• _Things to do_
#1 Please decide whether each statement agrees with the text on Iran's nuclear diplomacy, answering yes or no and quoting the words from it that settle the matter: (a) Iran signed a new agreement with the IAEA after first suspending cooperation with it. (b) The E3 held off on the snapback sanctions once Iran resumed talks with the United States. (c) The outlines of Araghchi's proposal were kept from the E3 foreign ministers.
#2 According to the text on Iran's nuclear diplomacy, on what date did Araghchi present Witkoff with a proposal for an interim deal?
#3 Supply the passage that comes next in the text on Iran's nuclear diplomacy, picking up after its final sentence.

• _Text_
-- Opening Marker --

But despite the real progress and the real possibility that a deal was within reach, the diplomatic path was abandoned in favor of the military one, and instead of a diplomatic compromise, Iran’s nuclear facilities were bombed.

And that was the second paradoxical position included in the deal. Iran was meant to fulfill all of its obligations as a signatory to the Nuclear Non-Proliferation Treaty (NPT) without the benefit of any of its rights or protections.

Despite the failure of the non-proliferation regime to protect Iran, Tehran tried to maintain that paradoxical position and its relationship with the IAEA. After initially suspending its cooperation with the IAEA, Iran recently signed a new agreement with the IAEA.

But that led only to the third paradox. The E3 had promised Iran that if they resume cooperation with the IAEA, including transparency on its stockpile of enriched uranium, and resume talks with the United States, they would delay the snapback sanctions for six months.

Iran did both, and the E3 triggered the snapback sanctions nonetheless. Iran not only genuinely reengaged with the IAEA, they genuinely reengaged with the United States.

Under the media radar, Araghchi and Trump’s special envoy Steve Witkoff have been in direct contact. On September 16, Araghchi presented Witkoff with a proposal on an interim deal that would lead to a final deal. The outlines of the deal were also shared with the foreign ministers of the E3.

-- Closing Marker --

• _Data for analysis_
-- Opening Marker --

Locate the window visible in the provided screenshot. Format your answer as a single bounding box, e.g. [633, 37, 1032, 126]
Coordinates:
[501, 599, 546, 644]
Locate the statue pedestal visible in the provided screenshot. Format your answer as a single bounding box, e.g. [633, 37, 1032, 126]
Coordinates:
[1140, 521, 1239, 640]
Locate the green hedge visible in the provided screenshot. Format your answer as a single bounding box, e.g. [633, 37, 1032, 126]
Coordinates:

-- Closing Marker --
-- Opening Marker --

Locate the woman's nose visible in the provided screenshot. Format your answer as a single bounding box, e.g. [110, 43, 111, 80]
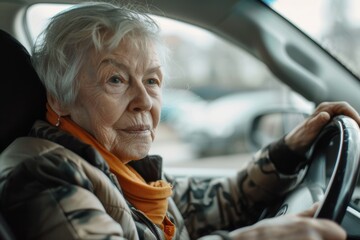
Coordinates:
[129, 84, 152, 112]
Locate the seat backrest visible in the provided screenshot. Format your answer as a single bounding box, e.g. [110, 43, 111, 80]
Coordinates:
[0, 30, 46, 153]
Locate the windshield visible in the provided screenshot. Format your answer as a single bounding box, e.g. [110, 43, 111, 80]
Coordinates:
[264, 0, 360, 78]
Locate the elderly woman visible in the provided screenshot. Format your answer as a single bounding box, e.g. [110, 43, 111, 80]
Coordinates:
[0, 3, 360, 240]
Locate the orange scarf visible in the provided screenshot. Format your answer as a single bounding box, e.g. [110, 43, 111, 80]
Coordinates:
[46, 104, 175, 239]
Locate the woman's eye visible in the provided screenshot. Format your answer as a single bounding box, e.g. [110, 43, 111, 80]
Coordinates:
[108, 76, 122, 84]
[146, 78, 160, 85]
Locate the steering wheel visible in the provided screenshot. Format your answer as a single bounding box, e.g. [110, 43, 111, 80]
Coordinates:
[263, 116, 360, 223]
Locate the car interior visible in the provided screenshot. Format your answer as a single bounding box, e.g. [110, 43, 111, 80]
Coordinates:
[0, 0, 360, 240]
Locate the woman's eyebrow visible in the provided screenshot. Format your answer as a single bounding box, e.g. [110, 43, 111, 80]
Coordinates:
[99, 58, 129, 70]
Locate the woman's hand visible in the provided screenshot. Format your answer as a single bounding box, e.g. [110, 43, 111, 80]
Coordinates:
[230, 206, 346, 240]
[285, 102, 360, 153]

-- Closing Marker --

• _Results in order_
#1
(a) Yes: "After initially suspending its cooperation with the IAEA, Iran recently signed a new agreement with the IAEA."
(b) No: "Iran did both, and the E3 triggered the snapback sanctions nonetheless."
(c) No: "The outlines of the deal were also shared with the foreign ministers of the E3."

#2 September 16.

#3
In the first stage, Iran would retrieve its 60 percent enriched uranium and dilute it to 20 percent. Though this is not yet the 3.67 percent of the JCPOA, the purity required for electricity, it is the magic number for civilian purposes, as it is insufficient for a weapons program while still being sufficient for radioisotopes for medical imaging. In return, the U.S. will guarantee that there will be no further aggression against Iran, and the E3 will put off snapback sanctions for a number of months.

After these steps are completed, the U.S. would lift the sanction that had been agreed upon in the interim deal, and negotiations on a final deal would begin.

Iran and the IAEA, with Egypt’s help, have agreed on steps for Iran to provide the IAEA with a report on its 60 percent enriched uranium within a month. Iran and the IAEA would then begin negotiations on how the IAEA can verify the report and carry out inspections. 

But despite Iran re-engaging with the IAEA, negotiating transparency of their stockpile of enriched uranium and re-engaging in direct talks with the United States, the E3 is going ahead with snapback sanctions.

This move by the E3 is not likely to speed up or encourage diplomacy. Instead, it seems to close the last off ramp for diplomacy. Araghchi says that “if the snapback is ultimately implemented, the agreement [with the IAEA] will also lose its validity.” Implementation of the deal clearly depended on the E3 delaying snapback sanctions. At the time the agreement was approved, Iran’s Supreme National Security Council stated that “the new agreement would be considered void if new ‘snapback’ UN sanctions were imposed or if its nuclear sites were attacked again.”

“It is time,” Araghchi said, “for them to choose between cooperation and confrontation” before adding that “[w]e hope for a diplomatic solution, but rest assured, if that fails, Iran is prepared to take necessary measures.” 

Those measures appear to include suspending cooperation with the IAEA. “Despite the cooperation of the Ministry of Foreign Affairs of the Islamic Republic of Iran with the [IAEA] and the proposals presented to resolve the [nuclear] issue, the actions of European countries will effectively suspend the path of cooperation with the Agency,” Iran’s Supreme National Security Council, which is chaired by the president, said.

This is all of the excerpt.